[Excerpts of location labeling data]
○ ○ ○ ○ ○ ○ ○

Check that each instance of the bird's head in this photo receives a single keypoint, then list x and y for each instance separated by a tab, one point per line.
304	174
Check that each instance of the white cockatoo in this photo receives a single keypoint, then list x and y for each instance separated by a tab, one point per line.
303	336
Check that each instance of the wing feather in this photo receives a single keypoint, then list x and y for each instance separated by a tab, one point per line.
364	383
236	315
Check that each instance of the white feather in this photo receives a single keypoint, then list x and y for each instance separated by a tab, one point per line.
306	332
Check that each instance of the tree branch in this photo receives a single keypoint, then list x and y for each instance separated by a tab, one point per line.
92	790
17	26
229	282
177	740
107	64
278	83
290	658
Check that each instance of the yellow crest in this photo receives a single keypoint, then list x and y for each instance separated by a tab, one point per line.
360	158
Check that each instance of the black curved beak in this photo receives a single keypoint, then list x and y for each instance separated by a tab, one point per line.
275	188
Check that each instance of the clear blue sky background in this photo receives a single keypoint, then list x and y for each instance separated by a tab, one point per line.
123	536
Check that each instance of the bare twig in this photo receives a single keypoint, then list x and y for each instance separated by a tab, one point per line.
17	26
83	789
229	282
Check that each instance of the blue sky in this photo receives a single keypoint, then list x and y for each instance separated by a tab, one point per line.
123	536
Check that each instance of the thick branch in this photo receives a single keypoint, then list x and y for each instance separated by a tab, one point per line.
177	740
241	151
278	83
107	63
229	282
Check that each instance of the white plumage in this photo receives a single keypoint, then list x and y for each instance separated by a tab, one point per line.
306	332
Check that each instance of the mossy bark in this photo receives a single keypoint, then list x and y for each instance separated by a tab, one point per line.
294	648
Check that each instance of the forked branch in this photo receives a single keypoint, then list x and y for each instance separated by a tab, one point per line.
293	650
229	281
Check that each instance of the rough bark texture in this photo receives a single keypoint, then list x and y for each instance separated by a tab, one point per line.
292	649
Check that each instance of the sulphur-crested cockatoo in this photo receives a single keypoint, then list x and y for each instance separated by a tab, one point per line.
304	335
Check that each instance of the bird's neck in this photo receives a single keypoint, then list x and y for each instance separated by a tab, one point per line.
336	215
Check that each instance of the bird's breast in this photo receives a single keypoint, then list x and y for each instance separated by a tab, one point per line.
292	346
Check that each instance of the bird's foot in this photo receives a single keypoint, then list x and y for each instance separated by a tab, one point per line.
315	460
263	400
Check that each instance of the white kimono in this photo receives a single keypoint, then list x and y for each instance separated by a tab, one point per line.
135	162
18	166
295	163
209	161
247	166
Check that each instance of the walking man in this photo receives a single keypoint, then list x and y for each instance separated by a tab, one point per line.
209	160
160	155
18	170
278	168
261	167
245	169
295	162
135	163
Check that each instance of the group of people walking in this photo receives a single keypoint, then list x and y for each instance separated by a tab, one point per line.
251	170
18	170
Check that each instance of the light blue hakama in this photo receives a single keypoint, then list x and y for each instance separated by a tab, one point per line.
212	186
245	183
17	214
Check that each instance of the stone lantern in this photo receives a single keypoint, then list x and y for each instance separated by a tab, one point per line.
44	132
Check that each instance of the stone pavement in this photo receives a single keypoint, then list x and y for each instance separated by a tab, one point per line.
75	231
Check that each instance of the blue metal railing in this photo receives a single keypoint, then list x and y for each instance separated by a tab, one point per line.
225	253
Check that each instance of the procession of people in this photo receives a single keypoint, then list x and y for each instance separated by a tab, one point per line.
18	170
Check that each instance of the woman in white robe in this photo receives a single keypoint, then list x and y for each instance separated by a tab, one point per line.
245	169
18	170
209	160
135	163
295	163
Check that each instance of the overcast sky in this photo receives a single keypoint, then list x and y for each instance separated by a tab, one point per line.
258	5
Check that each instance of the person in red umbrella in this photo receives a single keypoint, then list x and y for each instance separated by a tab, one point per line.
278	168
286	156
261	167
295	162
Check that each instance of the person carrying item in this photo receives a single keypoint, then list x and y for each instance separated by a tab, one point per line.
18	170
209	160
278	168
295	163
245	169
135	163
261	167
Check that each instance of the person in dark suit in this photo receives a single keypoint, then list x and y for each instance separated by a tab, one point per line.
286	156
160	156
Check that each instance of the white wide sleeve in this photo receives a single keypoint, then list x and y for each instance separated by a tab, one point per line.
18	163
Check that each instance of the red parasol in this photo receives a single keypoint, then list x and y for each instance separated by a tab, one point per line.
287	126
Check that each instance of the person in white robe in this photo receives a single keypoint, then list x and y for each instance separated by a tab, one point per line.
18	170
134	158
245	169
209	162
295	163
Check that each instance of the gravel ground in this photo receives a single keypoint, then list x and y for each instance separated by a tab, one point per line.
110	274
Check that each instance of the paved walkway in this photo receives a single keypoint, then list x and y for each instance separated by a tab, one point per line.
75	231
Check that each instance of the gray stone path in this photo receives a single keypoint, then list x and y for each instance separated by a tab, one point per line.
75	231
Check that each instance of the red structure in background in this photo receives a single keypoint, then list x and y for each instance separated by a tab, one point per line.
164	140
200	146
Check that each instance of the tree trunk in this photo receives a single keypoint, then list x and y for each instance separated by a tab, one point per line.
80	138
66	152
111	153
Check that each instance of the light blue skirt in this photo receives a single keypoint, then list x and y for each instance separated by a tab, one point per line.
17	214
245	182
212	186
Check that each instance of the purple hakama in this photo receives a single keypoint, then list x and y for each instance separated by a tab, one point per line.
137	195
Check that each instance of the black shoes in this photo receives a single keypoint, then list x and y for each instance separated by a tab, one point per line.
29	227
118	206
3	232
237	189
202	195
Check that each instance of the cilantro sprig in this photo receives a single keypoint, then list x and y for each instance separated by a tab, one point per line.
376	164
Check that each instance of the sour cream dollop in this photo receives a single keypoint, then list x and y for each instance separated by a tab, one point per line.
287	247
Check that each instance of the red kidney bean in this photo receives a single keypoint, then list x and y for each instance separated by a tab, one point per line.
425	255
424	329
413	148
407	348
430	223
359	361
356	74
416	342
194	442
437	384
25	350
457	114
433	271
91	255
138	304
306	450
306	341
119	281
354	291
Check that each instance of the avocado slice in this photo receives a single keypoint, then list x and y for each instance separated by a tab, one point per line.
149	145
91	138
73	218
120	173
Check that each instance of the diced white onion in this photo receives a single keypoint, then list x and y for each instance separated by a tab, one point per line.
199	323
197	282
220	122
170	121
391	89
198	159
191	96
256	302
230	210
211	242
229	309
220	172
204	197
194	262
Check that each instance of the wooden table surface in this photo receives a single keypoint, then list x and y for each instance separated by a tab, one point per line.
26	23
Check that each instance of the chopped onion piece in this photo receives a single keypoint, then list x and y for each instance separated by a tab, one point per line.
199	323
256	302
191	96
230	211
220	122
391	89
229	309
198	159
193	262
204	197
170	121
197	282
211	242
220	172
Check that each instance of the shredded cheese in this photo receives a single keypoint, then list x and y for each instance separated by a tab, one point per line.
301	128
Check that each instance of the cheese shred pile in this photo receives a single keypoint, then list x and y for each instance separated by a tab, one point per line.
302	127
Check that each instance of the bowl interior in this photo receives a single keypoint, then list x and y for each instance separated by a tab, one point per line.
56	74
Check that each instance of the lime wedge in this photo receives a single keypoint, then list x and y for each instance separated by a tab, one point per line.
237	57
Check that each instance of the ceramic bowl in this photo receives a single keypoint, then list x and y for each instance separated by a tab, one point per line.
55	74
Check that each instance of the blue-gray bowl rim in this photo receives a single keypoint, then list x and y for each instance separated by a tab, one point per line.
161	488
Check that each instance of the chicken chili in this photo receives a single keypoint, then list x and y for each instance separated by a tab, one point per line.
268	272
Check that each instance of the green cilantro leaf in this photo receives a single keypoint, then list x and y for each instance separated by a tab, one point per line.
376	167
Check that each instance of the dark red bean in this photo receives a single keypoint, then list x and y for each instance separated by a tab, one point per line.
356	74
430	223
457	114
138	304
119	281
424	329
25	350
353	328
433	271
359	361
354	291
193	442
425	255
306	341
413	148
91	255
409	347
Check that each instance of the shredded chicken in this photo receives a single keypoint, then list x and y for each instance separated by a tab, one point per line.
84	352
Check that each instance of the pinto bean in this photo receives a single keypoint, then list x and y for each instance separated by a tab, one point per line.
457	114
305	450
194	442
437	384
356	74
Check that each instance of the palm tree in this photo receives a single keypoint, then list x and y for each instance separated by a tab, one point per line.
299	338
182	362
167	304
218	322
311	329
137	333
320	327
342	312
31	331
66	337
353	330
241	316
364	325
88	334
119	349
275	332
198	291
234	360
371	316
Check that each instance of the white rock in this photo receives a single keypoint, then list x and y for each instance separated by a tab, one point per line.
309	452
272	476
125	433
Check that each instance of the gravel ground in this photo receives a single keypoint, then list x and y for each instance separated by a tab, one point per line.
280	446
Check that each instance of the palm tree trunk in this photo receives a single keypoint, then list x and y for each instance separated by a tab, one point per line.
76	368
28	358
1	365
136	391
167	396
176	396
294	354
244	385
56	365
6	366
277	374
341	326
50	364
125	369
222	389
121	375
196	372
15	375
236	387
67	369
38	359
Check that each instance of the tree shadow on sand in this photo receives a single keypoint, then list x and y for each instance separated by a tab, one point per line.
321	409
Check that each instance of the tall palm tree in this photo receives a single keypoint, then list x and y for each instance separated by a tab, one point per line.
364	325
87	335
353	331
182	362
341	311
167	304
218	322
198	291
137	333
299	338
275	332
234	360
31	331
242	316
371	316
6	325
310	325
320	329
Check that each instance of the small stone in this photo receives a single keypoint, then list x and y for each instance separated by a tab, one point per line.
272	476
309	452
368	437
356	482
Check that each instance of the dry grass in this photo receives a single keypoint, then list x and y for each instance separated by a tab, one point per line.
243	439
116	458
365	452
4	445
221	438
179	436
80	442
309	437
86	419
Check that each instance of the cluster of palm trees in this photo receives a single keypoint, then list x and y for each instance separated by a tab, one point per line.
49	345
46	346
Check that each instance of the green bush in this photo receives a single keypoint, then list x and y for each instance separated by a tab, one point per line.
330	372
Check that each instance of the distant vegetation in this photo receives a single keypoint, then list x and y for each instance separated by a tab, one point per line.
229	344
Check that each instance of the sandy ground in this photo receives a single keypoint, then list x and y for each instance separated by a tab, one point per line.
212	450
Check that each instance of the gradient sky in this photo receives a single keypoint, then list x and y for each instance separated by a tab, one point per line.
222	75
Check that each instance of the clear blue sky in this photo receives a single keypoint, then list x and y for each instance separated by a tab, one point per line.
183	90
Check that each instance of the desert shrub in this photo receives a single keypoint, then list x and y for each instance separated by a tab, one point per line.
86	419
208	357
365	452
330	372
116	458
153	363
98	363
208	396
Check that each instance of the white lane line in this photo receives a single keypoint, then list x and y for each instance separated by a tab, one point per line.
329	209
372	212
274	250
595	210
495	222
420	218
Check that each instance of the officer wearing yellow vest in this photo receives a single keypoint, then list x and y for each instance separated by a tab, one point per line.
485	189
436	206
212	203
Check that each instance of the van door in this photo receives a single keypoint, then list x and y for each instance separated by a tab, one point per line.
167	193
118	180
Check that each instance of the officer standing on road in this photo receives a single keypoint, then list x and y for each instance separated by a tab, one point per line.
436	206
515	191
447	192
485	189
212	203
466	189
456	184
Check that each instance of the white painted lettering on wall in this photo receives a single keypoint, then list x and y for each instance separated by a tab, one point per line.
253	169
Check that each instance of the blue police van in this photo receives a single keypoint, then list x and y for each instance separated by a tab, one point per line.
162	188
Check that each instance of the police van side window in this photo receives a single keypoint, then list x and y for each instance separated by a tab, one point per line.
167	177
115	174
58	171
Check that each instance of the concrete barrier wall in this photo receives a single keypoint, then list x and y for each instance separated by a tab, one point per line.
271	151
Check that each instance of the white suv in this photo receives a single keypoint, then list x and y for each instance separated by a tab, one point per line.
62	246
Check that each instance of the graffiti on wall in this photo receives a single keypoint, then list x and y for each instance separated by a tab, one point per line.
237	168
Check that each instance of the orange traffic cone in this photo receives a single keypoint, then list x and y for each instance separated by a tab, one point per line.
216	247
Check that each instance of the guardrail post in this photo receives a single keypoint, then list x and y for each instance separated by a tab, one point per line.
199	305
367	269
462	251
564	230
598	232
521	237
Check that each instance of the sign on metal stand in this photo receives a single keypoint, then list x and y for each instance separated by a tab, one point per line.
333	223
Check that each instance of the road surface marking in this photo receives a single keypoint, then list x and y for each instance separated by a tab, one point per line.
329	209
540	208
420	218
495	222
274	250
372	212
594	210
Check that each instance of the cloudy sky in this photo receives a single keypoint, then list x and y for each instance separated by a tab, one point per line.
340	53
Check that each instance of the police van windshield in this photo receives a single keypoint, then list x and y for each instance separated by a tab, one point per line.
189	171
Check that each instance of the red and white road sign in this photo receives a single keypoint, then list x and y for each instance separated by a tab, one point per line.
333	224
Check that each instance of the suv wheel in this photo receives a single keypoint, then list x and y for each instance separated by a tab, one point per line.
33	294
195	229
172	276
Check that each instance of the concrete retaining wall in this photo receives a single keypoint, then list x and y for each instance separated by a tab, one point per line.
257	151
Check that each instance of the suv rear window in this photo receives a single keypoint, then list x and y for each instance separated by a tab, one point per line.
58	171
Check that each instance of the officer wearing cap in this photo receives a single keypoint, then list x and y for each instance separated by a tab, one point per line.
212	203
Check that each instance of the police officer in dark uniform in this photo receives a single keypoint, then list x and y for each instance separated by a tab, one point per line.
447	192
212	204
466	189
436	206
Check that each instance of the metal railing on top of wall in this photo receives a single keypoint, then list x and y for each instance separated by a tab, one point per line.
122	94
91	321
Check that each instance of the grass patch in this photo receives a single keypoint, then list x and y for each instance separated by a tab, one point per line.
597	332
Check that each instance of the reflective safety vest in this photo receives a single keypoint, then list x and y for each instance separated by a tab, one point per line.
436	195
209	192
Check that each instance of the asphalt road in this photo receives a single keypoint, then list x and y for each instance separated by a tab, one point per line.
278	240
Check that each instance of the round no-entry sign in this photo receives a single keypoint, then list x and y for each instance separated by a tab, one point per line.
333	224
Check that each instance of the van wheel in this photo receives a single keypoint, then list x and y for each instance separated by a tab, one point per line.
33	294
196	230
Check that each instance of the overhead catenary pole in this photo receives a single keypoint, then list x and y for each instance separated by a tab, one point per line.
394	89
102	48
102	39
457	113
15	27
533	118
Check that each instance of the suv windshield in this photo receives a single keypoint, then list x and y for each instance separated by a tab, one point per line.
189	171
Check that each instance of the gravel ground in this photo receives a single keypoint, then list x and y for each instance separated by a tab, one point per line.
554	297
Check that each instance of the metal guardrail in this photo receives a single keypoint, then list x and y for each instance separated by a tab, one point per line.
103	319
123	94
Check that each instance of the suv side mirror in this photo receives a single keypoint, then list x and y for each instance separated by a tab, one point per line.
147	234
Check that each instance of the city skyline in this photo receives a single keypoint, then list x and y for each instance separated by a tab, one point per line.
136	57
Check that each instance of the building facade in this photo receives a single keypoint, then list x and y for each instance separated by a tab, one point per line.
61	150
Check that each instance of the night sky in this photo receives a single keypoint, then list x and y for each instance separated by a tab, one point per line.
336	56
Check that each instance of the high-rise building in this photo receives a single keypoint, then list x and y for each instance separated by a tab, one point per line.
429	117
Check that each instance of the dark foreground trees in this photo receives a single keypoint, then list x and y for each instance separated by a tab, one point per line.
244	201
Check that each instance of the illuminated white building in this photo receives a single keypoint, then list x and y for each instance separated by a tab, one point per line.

○ ○ ○ ○ ○ ○ ○

• _Stated exercise_
Find the line that contains "Check that each instance of the city" in the listing above. Retype it and every line after it up to the last, exactly, and nothing else.

• _Exercise response_
Check that each instance of the city skyline in this photo receives a single keypoint, then list x and y for each instance separated by a tab, one point per line.
136	57
Check that each instance of the building facade in this photo receives a single keypoint, then list x and y for each instance separated by a tab, one point per line.
61	150
Check that each instance of the night sky in this photo receives a single keypoint, then list x and y for each instance separated by a tab, one point per line.
336	56
Check that each instance of the high-rise building in this photo receives a single keypoint, then list x and y for each instance separated by a tab, one point per line.
429	117
Check that each instance of the dark foreground trees in this photo receives a single keypoint, then list x and y for each instance separated by a tab, one point per line.
244	201
Check that each instance of the illuminated white building in this photo receives a single keypoint, then list x and y for each instance separated by a tab, one point per line.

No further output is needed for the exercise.